■ EXTRAIT SOURCE:
—————
Bienvenue dans ma semaine Bluesky 21 de 2025.
L’alpha, ça s’en va et ça revient
Il y a deux semaines, j’avais présenté les résultats du Persistence Scorecard de SPIVA pour les fonds gérés activement domiciliés aux Etats-Unis. C’était ici.
A fin 2024, pour les fonds actions Etats-Unis, de persistance dans le temps de la bonne performance (que l’on considère le quartile de performance ou les fonds ayant surperformé leur indice de référence), on ne voyait à peu près aucune trace.
Sommes-nous mieux lotis en Europe, où les frais des fonds — notamment ceux des fonds gérés activement — sont bien plus élevés qu’aux Etats-Unis ?
L’univers de départ du graphique ci-dessous est celui des fonds actions et obligations gérés activement classés dans la première moitié de leur catégorie pour la performance de l’année 2020. On suit la proportion des fonds restant dans la première moitié à fin 2021 (“Two Years”), à fin 2022 (“Three Years”), à fin 2023 (“Four Years”) et à fin 2025 ((“Five Years”).
“Coin Flip” représente la probabilité, en jouant à pile ou face, d’obtenir un même résultat cinq fois de suite (une chance sur deux, d’où les 50% de Year 2).
Après deux, trois et quatre ans, le taux de succès des fonds gérés actifs est inférieur à celui qu’on aurait en jouant à pile ou face (le hasard). Après cinq ans, le taux de succès des fonds actions gérés activement est égal à celui du hasard, celui des fonds obligations gérés activement est supérieur de deux points de pourcentage.
Entrons dans les détails et suivons les fonds classés dans le premier quartile de performance de leur catégorie à fin 2020 au fil des ans.
Pour les fonds actions Europe libellés en EUR, 34,52% d’entre eux sont toujours dans le premier quartile un an plus tard ; deux ans plus tard, il n’y en a plus aucun.
Pour les fonds actions monde libellés en EUR, 16,4% d’entre eux sont toujours dans le premier quartile (“Top quartile”, partie haute du tableau) un an plus tard ; deux ans plus tard, 1,29% d’entre eux sont toujours dans le premier quartile ; deux ans et trois ans plus tard, ils ne sont plus que 0,32% à être restés dans le premier quartile.
C’est par construction un peu moins mauvais quand on suit l’évolution des fonds classés dans la première moitié de leur catégorie à fin 2020, mais la chute est sévère dès fin 2022.
Ça n’est pas beaucoup mieux pour les fonds obligataires.
—————
■ DONNÉES PRÉSENTÉES:
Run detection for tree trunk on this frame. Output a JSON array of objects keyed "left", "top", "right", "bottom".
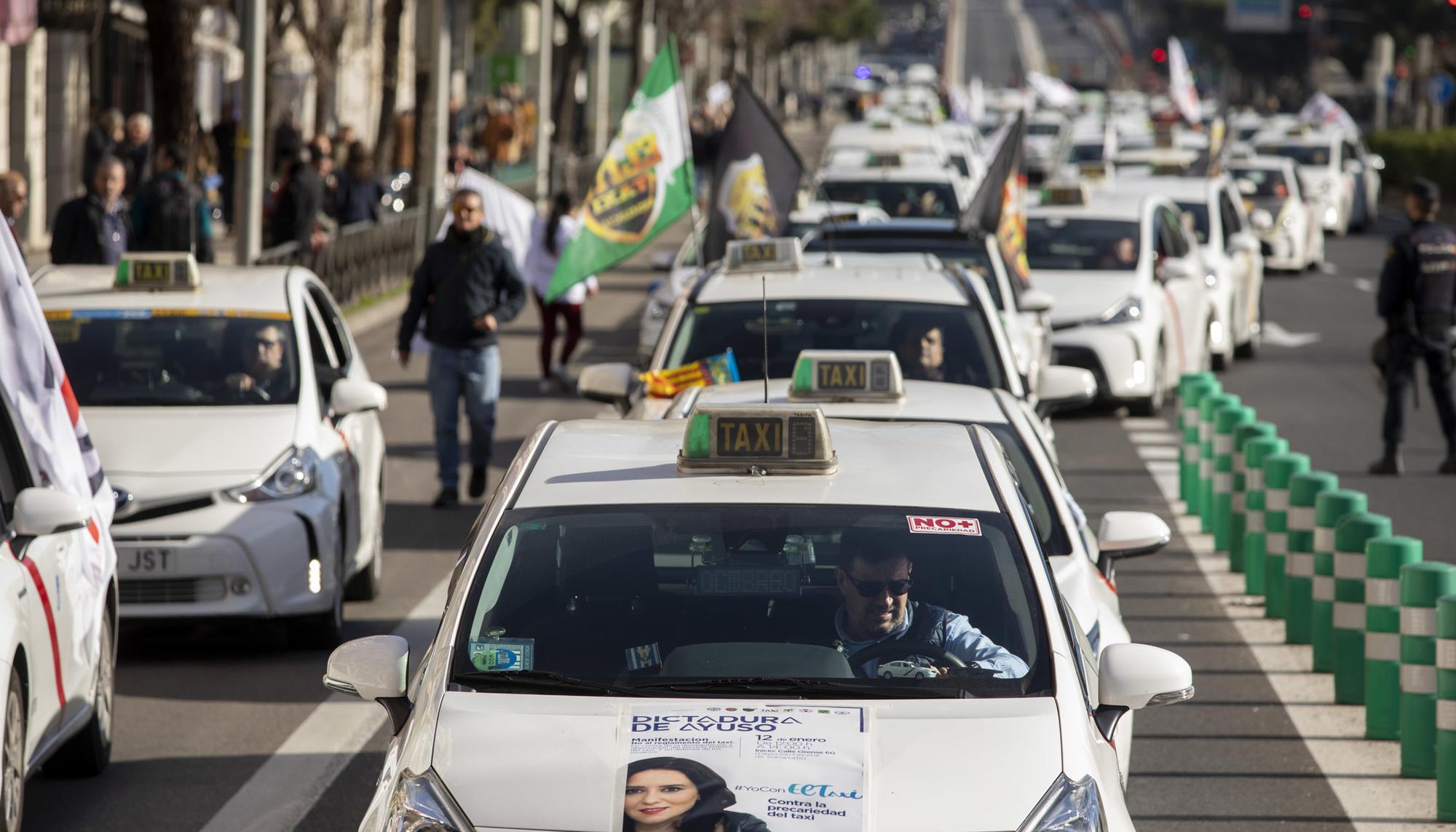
[
  {"left": 374, "top": 0, "right": 405, "bottom": 173},
  {"left": 141, "top": 0, "right": 202, "bottom": 176}
]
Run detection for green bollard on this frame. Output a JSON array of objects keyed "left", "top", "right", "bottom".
[
  {"left": 1334, "top": 512, "right": 1390, "bottom": 705},
  {"left": 1178, "top": 373, "right": 1223, "bottom": 506},
  {"left": 1243, "top": 436, "right": 1289, "bottom": 595},
  {"left": 1436, "top": 595, "right": 1456, "bottom": 823},
  {"left": 1229, "top": 421, "right": 1278, "bottom": 573},
  {"left": 1401, "top": 561, "right": 1456, "bottom": 780},
  {"left": 1366, "top": 536, "right": 1421, "bottom": 739},
  {"left": 1284, "top": 471, "right": 1340, "bottom": 644},
  {"left": 1197, "top": 393, "right": 1239, "bottom": 534},
  {"left": 1264, "top": 453, "right": 1309, "bottom": 618},
  {"left": 1213, "top": 405, "right": 1254, "bottom": 552},
  {"left": 1310, "top": 490, "right": 1366, "bottom": 673}
]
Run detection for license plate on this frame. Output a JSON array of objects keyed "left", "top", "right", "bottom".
[{"left": 118, "top": 545, "right": 178, "bottom": 574}]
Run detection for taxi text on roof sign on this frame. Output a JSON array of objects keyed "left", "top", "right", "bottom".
[
  {"left": 677, "top": 405, "right": 839, "bottom": 474},
  {"left": 725, "top": 237, "right": 804, "bottom": 274},
  {"left": 112, "top": 252, "right": 202, "bottom": 293},
  {"left": 789, "top": 349, "right": 906, "bottom": 402}
]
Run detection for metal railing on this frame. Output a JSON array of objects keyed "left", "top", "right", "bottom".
[{"left": 256, "top": 207, "right": 430, "bottom": 306}]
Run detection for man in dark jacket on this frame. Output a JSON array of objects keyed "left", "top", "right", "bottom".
[
  {"left": 128, "top": 141, "right": 213, "bottom": 264},
  {"left": 397, "top": 191, "right": 526, "bottom": 507},
  {"left": 51, "top": 156, "right": 132, "bottom": 266}
]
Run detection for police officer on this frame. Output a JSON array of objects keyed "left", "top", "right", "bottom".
[{"left": 1370, "top": 178, "right": 1456, "bottom": 475}]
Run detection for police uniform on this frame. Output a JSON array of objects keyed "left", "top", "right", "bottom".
[{"left": 1372, "top": 193, "right": 1456, "bottom": 472}]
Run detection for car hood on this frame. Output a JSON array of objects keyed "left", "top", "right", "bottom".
[
  {"left": 86, "top": 405, "right": 298, "bottom": 499},
  {"left": 1031, "top": 269, "right": 1137, "bottom": 326},
  {"left": 432, "top": 692, "right": 1063, "bottom": 832}
]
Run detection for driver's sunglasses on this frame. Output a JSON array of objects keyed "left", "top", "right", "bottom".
[{"left": 844, "top": 571, "right": 913, "bottom": 598}]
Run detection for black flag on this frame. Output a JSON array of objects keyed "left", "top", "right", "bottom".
[{"left": 703, "top": 76, "right": 804, "bottom": 262}]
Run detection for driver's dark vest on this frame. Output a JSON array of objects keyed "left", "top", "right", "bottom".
[{"left": 830, "top": 601, "right": 955, "bottom": 659}]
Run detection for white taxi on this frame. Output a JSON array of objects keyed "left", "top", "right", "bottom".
[
  {"left": 35, "top": 255, "right": 386, "bottom": 646},
  {"left": 577, "top": 237, "right": 1035, "bottom": 419},
  {"left": 323, "top": 405, "right": 1194, "bottom": 832},
  {"left": 1026, "top": 186, "right": 1214, "bottom": 416},
  {"left": 1227, "top": 156, "right": 1325, "bottom": 272},
  {"left": 1108, "top": 175, "right": 1264, "bottom": 370}
]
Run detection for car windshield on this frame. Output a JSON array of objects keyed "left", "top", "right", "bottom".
[
  {"left": 1178, "top": 202, "right": 1208, "bottom": 246},
  {"left": 45, "top": 310, "right": 298, "bottom": 408},
  {"left": 1026, "top": 217, "right": 1140, "bottom": 272},
  {"left": 453, "top": 504, "right": 1050, "bottom": 698},
  {"left": 820, "top": 179, "right": 960, "bottom": 217},
  {"left": 664, "top": 298, "right": 1006, "bottom": 389},
  {"left": 1258, "top": 144, "right": 1329, "bottom": 165}
]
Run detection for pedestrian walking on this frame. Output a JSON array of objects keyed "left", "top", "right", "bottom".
[
  {"left": 128, "top": 141, "right": 213, "bottom": 264},
  {"left": 1370, "top": 179, "right": 1456, "bottom": 475},
  {"left": 524, "top": 191, "right": 600, "bottom": 393},
  {"left": 397, "top": 191, "right": 526, "bottom": 509},
  {"left": 51, "top": 156, "right": 132, "bottom": 266}
]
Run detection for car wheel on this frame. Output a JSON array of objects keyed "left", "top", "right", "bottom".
[
  {"left": 1128, "top": 342, "right": 1163, "bottom": 417},
  {"left": 0, "top": 667, "right": 25, "bottom": 832},
  {"left": 45, "top": 611, "right": 116, "bottom": 777}
]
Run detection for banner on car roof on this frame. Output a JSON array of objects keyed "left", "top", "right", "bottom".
[{"left": 0, "top": 207, "right": 116, "bottom": 684}]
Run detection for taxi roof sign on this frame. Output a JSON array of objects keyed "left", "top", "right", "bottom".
[
  {"left": 724, "top": 237, "right": 804, "bottom": 272},
  {"left": 789, "top": 349, "right": 906, "bottom": 402},
  {"left": 677, "top": 405, "right": 839, "bottom": 474},
  {"left": 111, "top": 252, "right": 202, "bottom": 293}
]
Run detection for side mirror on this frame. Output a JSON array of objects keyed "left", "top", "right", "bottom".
[
  {"left": 577, "top": 362, "right": 636, "bottom": 412},
  {"left": 323, "top": 635, "right": 409, "bottom": 733},
  {"left": 10, "top": 488, "right": 92, "bottom": 536},
  {"left": 1037, "top": 364, "right": 1096, "bottom": 411},
  {"left": 1096, "top": 512, "right": 1174, "bottom": 557},
  {"left": 329, "top": 379, "right": 389, "bottom": 416},
  {"left": 1016, "top": 290, "right": 1057, "bottom": 313}
]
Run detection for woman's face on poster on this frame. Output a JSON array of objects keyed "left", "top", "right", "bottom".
[{"left": 622, "top": 768, "right": 697, "bottom": 823}]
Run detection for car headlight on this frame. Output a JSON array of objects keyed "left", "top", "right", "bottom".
[
  {"left": 1018, "top": 774, "right": 1107, "bottom": 832},
  {"left": 384, "top": 769, "right": 473, "bottom": 832},
  {"left": 226, "top": 448, "right": 319, "bottom": 503},
  {"left": 1098, "top": 298, "right": 1143, "bottom": 323}
]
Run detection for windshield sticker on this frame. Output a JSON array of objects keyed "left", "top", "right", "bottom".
[
  {"left": 622, "top": 700, "right": 869, "bottom": 832},
  {"left": 628, "top": 641, "right": 662, "bottom": 670},
  {"left": 470, "top": 638, "right": 536, "bottom": 673},
  {"left": 906, "top": 515, "right": 981, "bottom": 536}
]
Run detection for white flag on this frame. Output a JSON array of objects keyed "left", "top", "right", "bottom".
[
  {"left": 1168, "top": 38, "right": 1203, "bottom": 124},
  {"left": 0, "top": 217, "right": 116, "bottom": 669}
]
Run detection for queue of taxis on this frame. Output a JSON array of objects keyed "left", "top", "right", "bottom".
[
  {"left": 323, "top": 403, "right": 1194, "bottom": 832},
  {"left": 32, "top": 253, "right": 386, "bottom": 646}
]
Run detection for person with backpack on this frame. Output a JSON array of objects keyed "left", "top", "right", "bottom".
[{"left": 127, "top": 141, "right": 213, "bottom": 264}]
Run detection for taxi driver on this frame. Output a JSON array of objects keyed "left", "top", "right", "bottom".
[
  {"left": 834, "top": 528, "right": 1028, "bottom": 679},
  {"left": 224, "top": 323, "right": 293, "bottom": 402}
]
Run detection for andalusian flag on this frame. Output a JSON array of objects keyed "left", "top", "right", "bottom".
[{"left": 546, "top": 38, "right": 693, "bottom": 303}]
—————
■ LISTE DES TÂCHES:
- A) Recopiez l'extrait sur la persistance des performances des fonds, de « Entrons dans les » jusqu'à « les fonds obligataires. » inclus, en substituant « quartile supérieur » à « premier quartile ».
- B) Poursuivez, s'il vous plaît, l'extrait sur la persistance des performances des fonds à partir de sa dernière phrase.

■ RÉSULTATS PAR TÂCHE:
- A)
Entrons dans les détails et suivons les fonds classés dans le quartile supérieur de performance de leur catégorie à fin 2020 au fil des ans.
Pour les fonds actions Europe libellés en EUR, 34,52% d’entre eux sont toujours dans le quartile supérieur un an plus tard ; deux ans plus tard, il n’y en a plus aucun.
Pour les fonds actions monde libellés en EUR, 16,4% d’entre eux sont toujours dans le quartile supérieur (“Top quartile”, partie haute du tableau) un an plus tard ; deux ans plus tard, 1,29% d’entre eux sont toujours dans le quartile supérieur ; deux ans et trois ans plus tard, ils ne sont plus que 0,32% à être restés dans le quartile supérieur.
C’est par construction un peu moins mauvais quand on suit l’évolution des fonds classés dans la première moitié de leur catégorie à fin 2020, mais la chute est sévère dès fin 2022.
Ça n’est pas beaucoup mieux pour les fonds obligataires.

- B)
Quid des fonds qui surperforment l’indice de référence affecté par SPIVA à leur catégorie (le rapport appelle cela de l’alpha, ce n’est évidemment pas de l’alpha au sens sérieux du terme, mais peu importe).
L’univers de départ est celui des fonds ayant surperformé l’indice SPIVA de leur catégorie à fin 2021 sur trois ans.
Pour les fonds actions Europe, ils ne sont plus que 15% à surperformer à fin 2022, 24% à fin 2023 et 5% à fin 2024.
Pour les fonds actions Monde, ils ne sont plus que 28% à surperformer à fin 2022, 5,6% à fin 2023 et 1% à fin 2024.
C’est nettement moins mauvais pour les fonds obligataires gérés activement.
Pour les fonds investissant en obligations du secteur privé en EUR, 64% des fonds surperformants à fin 2021 l’étaient toujours à fin 2022 ; ils étaient 45% à fin 2023 et 33% à fin 2024.
Pourquoi les médias financiers parlent-ils si peu des résultats du Baromètre Actif/Passif de Morningstar, de SPIVA et du Consistency Scorecard de SPIVA ?
Parce que ces résultats ne permettent pas de raconter d’histoires. Parce qu’ils sont difficiles à expliquer. Et surtout parce qu’ils sont très mauvais pour le fonds de commerce d’un média financier, qui doit faire cliquer ses lecteurs en les alléchant avec de belles histoires et des performances élevées.
Accessoirement, parce que les annonceurs de ces médias sont avant tout des gérants actifs et des distributeurs de produits gérés activement.
De plus, il y a toujours, pas construction, des fonds gérés activement qui surperforment. Le tout étant de savoir les identifier à l’avance et avec fiabilité, dans l’univers dans lequel on travaille, qui est forcément restreint.
Good luck with that, comme on dit.
Je laisse le mot de la fin à l’excellent Larry Swedroe (source) :
Wall Street a besoin et veut que vous jouiez au jeu de la gestion active. Ils savent que votre probabilité de succès est si faible qu’il n’est pas dans votre intérêt de jouer. Mais ils ont besoin que vous jouiez afin que ce soient eux (et pas vous) qui gagnent le plus d’argent.
Eh oui, il existe un complexe militaro-industriel de la gestion et de la vente de produits gérés activement (“Wall Street”) qu’il faut bien continuer à nourrir.
Et celui qui nourrit ce complexe, c’est toi, cher investisseur.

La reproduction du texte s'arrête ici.